» **Problem to solve**: Write out, word for word, only the part of the material that opens with the line containing "Where can the eyebrow" and runs through the end of the material, including both ends.

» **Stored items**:
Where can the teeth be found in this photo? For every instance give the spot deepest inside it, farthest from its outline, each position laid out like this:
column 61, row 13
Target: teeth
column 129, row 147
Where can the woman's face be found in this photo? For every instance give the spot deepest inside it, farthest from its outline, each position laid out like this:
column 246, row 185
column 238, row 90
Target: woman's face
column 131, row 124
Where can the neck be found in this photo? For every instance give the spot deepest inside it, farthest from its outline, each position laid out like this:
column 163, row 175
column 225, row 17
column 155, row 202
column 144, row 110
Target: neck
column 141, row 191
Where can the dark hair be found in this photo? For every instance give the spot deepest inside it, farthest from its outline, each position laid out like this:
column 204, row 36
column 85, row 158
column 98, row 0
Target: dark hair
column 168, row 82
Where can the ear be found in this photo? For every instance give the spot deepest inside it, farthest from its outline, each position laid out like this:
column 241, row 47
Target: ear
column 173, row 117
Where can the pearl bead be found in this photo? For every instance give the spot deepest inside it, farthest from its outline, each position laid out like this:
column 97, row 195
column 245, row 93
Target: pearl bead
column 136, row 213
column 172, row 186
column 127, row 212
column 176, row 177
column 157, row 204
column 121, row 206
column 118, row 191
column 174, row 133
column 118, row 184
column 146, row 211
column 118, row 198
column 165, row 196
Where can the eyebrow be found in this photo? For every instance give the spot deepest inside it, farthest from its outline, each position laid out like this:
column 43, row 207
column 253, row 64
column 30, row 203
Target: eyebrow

» **Answer to this exercise**:
Where can the eyebrow be found in this photo? For every instance give the spot deepest inside it, farthest from its outline, each position laid out like this:
column 43, row 207
column 253, row 64
column 30, row 203
Target: eyebrow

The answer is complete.